• Instructions to follow:
Print the passage of the news report on unvaccinated schoolchildren below, from "Parents can opt" up to and including "of unvaccinated children.", word for word.

• Source passage:
⁂
JACKSONVILLE, Fla. - An Action News Jax investigation uncovers a spike in unvaccinated children in several local school districts.
Parents can opt out of vaccinations, but many doctors warn the more children who aren't protected, the greater risk of an outbreak.
Action News Jax investigator Letisha Bereola spent months combing through the data and pinpointed which schools have the highest percentage of unvaccinated children.
PREVIOUS INVESTIGATION: Which schools in Duval, St. Johns counties have the most unvaccinated children?
Protecting their child is a parent’s top priority. But with the large amount of contradictory or incorrect information online about the safety of vaccines, making smart choices for their safety can be tricky.
"It causes all kinds of problems. It causes tumors and stuff. That's what we are hearing and finding on the internet. That's the reason we opted out," one father told us.
But that’s not true, says the American Academy of Pediatrics. Vaccines are safe, rigorously tested and constantly monitored by scientists for any sign that they may cause harm, according to the World Health Organization.
Dr. Mobeen Rathore, the chief of pediatric and infectious diseases at Wolfson Children's Hospital says "Vaccines are God's gift to children," Rathore said.
New numbers we obtained from school districts in Duval and St. Johns counties show more parents are choosing to opt their children out of state-required vaccinations.
Duval County saw a 16.1 percent increase in unvaccinated children compared to last school year.
The number went from 986 kids to 1,145. That's one percent of the entire student body left unprotected.
⁂
• Provided records:
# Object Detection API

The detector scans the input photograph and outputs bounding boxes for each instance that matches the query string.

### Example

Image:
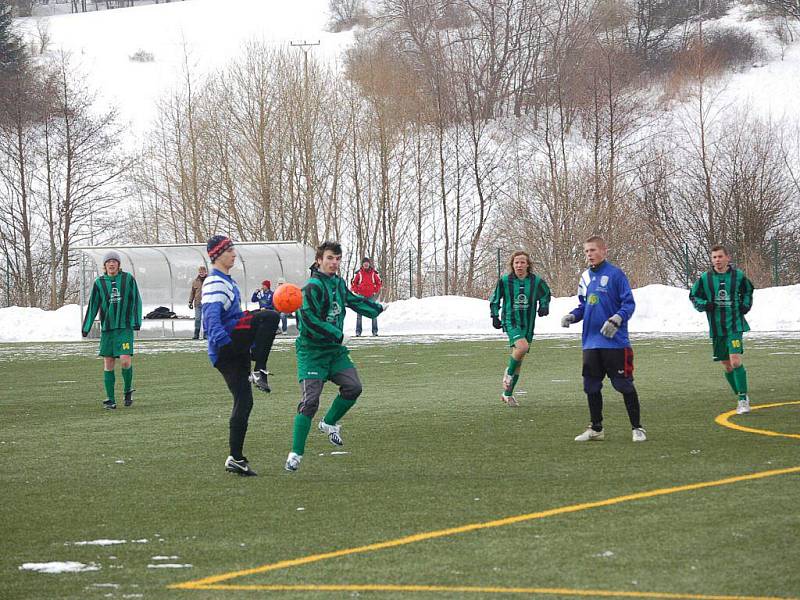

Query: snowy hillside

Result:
[20,0,352,146]
[20,0,800,147]
[0,285,800,342]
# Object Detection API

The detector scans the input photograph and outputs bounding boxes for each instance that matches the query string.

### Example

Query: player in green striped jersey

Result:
[689,244,753,415]
[81,250,142,409]
[489,250,550,406]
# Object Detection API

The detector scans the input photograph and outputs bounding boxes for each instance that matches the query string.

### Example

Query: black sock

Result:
[251,310,280,371]
[622,390,642,429]
[586,392,603,431]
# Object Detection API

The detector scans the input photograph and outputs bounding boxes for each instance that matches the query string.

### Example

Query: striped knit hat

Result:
[103,250,122,265]
[206,235,233,262]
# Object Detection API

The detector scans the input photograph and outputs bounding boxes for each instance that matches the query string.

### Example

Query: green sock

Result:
[733,365,747,396]
[122,365,133,392]
[103,371,117,402]
[322,395,356,425]
[503,373,519,396]
[725,371,739,394]
[506,354,522,375]
[292,413,311,456]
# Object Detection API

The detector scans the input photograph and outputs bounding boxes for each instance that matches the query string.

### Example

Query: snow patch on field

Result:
[19,560,100,574]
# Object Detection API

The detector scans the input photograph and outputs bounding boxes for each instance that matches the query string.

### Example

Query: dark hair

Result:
[314,240,342,260]
[508,250,533,275]
[583,235,607,248]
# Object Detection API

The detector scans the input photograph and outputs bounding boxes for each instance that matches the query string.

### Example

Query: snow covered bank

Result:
[0,285,800,342]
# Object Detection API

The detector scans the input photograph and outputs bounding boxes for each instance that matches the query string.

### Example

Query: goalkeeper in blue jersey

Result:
[489,250,550,406]
[561,236,647,442]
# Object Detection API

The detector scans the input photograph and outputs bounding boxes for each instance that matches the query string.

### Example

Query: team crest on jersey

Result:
[325,301,342,323]
[715,288,731,306]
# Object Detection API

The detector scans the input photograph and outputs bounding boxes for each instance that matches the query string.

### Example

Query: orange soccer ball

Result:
[272,283,303,313]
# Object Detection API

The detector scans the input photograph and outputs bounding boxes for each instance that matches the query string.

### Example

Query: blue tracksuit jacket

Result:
[571,260,636,350]
[203,269,244,365]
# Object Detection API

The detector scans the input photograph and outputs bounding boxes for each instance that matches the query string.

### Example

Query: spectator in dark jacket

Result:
[189,265,208,340]
[350,256,383,337]
[250,279,275,310]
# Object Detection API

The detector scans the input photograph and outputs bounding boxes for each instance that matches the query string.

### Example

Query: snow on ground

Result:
[0,284,800,344]
[19,560,100,573]
[18,0,352,143]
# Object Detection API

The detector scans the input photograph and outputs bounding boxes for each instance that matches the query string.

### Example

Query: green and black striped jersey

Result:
[296,271,383,348]
[689,267,753,337]
[82,271,142,335]
[489,273,550,337]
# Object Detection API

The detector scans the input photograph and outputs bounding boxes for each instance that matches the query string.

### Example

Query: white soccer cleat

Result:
[575,427,606,442]
[319,421,344,446]
[736,396,750,415]
[503,371,513,392]
[283,452,303,473]
[500,394,519,408]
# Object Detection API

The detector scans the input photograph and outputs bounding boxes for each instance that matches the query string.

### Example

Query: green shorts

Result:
[295,345,355,381]
[98,329,133,357]
[506,327,533,352]
[711,333,744,361]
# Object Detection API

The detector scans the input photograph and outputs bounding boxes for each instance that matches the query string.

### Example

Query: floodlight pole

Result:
[289,40,320,87]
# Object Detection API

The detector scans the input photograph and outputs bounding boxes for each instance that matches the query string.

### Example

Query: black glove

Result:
[600,315,622,339]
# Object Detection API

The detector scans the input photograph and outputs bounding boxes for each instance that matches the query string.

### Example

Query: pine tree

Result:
[0,0,25,72]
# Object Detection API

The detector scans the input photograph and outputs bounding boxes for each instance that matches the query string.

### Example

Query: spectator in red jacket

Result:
[350,256,383,337]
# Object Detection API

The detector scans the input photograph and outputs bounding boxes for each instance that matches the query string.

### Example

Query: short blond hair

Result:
[508,250,533,275]
[583,235,607,248]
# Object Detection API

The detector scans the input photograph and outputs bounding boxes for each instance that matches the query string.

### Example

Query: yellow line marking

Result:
[166,583,796,600]
[714,400,800,440]
[168,467,800,597]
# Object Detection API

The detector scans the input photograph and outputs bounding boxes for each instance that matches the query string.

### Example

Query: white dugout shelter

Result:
[75,242,314,335]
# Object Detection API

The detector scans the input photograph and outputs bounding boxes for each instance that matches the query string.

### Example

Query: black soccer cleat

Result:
[250,369,272,394]
[225,456,258,477]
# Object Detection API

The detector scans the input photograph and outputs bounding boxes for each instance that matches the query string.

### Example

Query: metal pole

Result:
[6,254,11,306]
[408,248,414,298]
[772,238,780,287]
[683,243,692,287]
[78,251,86,332]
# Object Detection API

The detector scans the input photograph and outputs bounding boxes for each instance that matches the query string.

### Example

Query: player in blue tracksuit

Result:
[202,235,279,476]
[561,236,647,442]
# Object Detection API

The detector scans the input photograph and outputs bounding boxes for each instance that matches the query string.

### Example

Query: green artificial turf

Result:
[0,337,800,600]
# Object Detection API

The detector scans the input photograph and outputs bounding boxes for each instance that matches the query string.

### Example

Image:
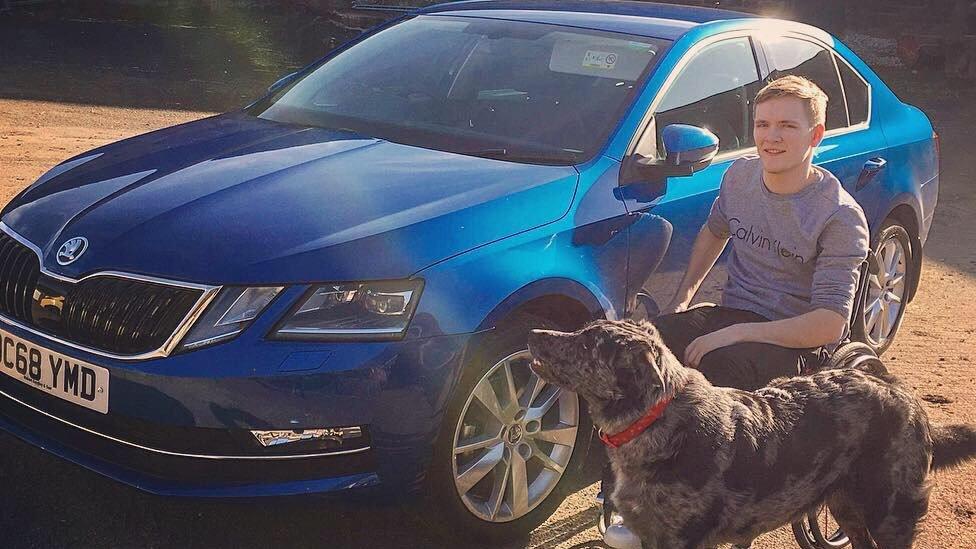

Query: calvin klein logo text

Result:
[729,217,806,263]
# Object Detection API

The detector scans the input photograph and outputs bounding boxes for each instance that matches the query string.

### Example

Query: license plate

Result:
[0,330,109,414]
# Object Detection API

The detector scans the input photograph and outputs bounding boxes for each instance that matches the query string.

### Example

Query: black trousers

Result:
[600,307,823,517]
[651,307,818,391]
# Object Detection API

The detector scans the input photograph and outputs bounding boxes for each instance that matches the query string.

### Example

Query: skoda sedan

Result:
[0,0,938,539]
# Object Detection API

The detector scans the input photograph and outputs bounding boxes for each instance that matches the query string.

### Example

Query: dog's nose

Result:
[528,330,558,356]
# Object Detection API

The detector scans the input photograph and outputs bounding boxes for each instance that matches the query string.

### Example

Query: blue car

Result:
[0,0,939,539]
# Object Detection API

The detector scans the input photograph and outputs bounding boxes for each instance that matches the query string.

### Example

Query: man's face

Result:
[755,97,824,173]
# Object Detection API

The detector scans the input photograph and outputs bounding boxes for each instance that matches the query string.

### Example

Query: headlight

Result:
[180,286,282,350]
[274,280,423,341]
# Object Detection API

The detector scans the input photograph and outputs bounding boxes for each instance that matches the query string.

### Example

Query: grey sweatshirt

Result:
[707,156,870,326]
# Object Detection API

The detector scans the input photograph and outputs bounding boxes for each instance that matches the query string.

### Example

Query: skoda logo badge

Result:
[58,236,88,265]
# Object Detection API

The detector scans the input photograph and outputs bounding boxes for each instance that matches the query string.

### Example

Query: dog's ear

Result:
[643,348,664,389]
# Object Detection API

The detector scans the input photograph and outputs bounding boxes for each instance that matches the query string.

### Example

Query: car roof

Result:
[417,0,755,40]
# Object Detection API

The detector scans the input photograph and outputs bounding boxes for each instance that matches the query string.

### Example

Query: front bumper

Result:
[0,300,470,497]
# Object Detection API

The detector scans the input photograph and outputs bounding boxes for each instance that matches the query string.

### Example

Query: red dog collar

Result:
[600,398,671,448]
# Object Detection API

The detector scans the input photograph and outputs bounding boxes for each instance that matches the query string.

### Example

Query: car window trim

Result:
[624,29,764,162]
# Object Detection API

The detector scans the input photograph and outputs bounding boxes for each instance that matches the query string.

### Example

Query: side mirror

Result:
[268,71,298,93]
[621,124,719,185]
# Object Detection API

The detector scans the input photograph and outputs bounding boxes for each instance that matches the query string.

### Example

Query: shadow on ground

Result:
[0,2,355,111]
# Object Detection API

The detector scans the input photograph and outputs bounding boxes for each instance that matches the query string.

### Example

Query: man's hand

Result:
[658,301,688,315]
[684,326,742,368]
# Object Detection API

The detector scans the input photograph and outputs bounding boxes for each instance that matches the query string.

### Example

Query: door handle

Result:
[854,156,888,191]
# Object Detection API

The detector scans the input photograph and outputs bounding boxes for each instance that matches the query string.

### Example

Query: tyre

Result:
[421,315,592,542]
[851,219,920,356]
[793,505,851,549]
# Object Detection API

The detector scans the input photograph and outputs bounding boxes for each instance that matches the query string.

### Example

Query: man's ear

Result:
[810,124,827,147]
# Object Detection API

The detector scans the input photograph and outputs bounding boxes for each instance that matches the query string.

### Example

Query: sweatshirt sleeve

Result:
[810,204,870,319]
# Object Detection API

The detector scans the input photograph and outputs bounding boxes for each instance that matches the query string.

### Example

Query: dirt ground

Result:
[0,5,976,549]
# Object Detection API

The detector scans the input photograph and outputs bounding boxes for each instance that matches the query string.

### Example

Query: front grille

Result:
[61,277,200,354]
[0,232,41,323]
[0,231,203,356]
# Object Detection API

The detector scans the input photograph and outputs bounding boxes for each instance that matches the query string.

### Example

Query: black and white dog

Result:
[529,320,976,549]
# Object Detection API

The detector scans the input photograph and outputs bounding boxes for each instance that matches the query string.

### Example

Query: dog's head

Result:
[529,320,680,415]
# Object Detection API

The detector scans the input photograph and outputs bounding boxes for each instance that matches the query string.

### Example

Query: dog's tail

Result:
[932,425,976,470]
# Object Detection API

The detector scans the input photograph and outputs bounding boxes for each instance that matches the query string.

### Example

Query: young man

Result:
[605,76,869,548]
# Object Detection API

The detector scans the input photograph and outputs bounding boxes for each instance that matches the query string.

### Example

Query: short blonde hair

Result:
[754,75,828,125]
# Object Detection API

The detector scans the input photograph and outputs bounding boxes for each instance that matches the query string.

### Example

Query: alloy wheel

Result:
[452,350,580,523]
[864,236,908,347]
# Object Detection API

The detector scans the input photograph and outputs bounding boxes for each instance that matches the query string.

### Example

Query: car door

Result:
[618,33,762,313]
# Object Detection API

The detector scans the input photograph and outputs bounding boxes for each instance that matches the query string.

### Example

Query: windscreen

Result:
[249,16,668,165]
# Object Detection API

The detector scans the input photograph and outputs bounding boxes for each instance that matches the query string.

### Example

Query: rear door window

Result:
[764,36,850,130]
[836,58,870,126]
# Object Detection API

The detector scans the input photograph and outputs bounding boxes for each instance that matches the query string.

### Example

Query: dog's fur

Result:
[529,320,976,549]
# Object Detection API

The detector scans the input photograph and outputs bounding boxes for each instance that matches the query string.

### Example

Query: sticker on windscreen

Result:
[583,50,617,70]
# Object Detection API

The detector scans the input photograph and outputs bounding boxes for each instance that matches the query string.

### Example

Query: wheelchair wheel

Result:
[822,341,888,376]
[793,505,851,549]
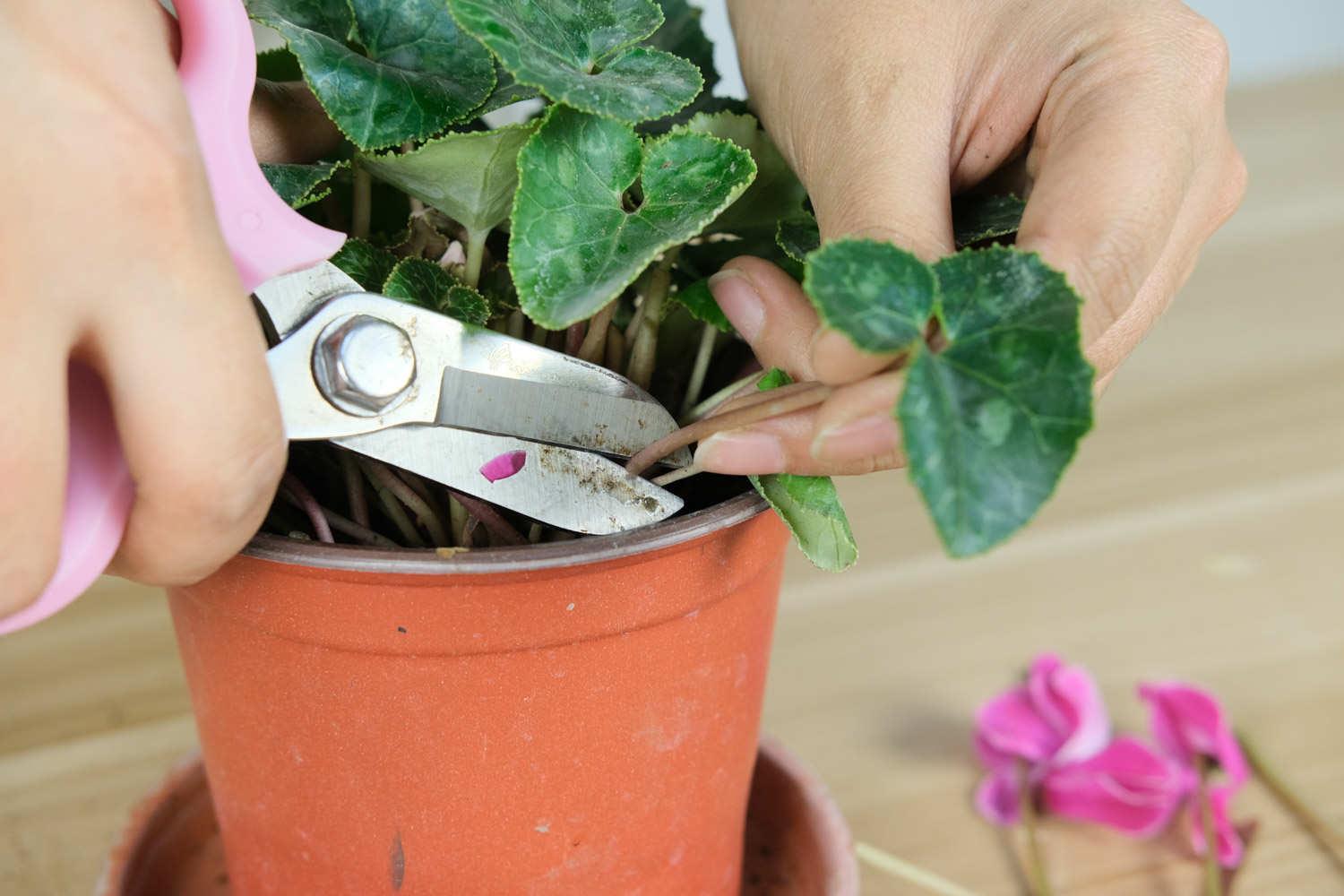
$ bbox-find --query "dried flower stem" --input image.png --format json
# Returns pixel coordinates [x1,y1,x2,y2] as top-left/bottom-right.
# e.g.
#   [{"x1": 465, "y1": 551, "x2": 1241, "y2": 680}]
[
  {"x1": 281, "y1": 473, "x2": 336, "y2": 544},
  {"x1": 336, "y1": 452, "x2": 368, "y2": 530},
  {"x1": 1195, "y1": 756, "x2": 1223, "y2": 896},
  {"x1": 1236, "y1": 732, "x2": 1344, "y2": 866},
  {"x1": 854, "y1": 842, "x2": 976, "y2": 896},
  {"x1": 682, "y1": 323, "x2": 719, "y2": 417},
  {"x1": 349, "y1": 161, "x2": 374, "y2": 239},
  {"x1": 359, "y1": 458, "x2": 425, "y2": 548},
  {"x1": 1018, "y1": 763, "x2": 1054, "y2": 896},
  {"x1": 452, "y1": 492, "x2": 527, "y2": 547},
  {"x1": 625, "y1": 383, "x2": 832, "y2": 476}
]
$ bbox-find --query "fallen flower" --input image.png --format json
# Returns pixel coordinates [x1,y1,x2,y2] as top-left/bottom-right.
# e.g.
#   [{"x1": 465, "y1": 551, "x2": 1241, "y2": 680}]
[
  {"x1": 1139, "y1": 683, "x2": 1250, "y2": 868},
  {"x1": 481, "y1": 452, "x2": 527, "y2": 482},
  {"x1": 976, "y1": 653, "x2": 1110, "y2": 825},
  {"x1": 1040, "y1": 735, "x2": 1198, "y2": 837}
]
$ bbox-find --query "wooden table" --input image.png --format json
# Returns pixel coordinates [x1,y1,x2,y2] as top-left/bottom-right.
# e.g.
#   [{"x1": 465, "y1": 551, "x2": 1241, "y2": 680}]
[{"x1": 0, "y1": 73, "x2": 1344, "y2": 896}]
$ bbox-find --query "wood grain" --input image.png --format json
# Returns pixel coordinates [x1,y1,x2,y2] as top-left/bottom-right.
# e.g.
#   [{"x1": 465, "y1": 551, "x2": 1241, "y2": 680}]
[{"x1": 0, "y1": 71, "x2": 1344, "y2": 896}]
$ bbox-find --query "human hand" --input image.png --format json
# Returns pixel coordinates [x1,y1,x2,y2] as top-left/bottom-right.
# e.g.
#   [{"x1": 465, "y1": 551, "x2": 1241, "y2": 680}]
[
  {"x1": 696, "y1": 0, "x2": 1246, "y2": 474},
  {"x1": 0, "y1": 0, "x2": 341, "y2": 618}
]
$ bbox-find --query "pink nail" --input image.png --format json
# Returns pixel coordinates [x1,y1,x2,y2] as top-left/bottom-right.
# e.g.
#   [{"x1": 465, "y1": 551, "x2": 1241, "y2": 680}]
[
  {"x1": 812, "y1": 414, "x2": 900, "y2": 462},
  {"x1": 695, "y1": 431, "x2": 784, "y2": 476},
  {"x1": 710, "y1": 267, "x2": 765, "y2": 342}
]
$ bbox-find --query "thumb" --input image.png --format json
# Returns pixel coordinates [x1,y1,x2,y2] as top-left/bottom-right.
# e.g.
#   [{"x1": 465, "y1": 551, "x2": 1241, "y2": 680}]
⁂
• Task answer:
Parents can opt out of vaccinations, but many doctors warn the more children who aren't protected, the greater risk of an outbreak.
Action News Jax investigator Letisha Bereola spent months combing through the data and pinpointed which schools have the highest percentage of unvaccinated children.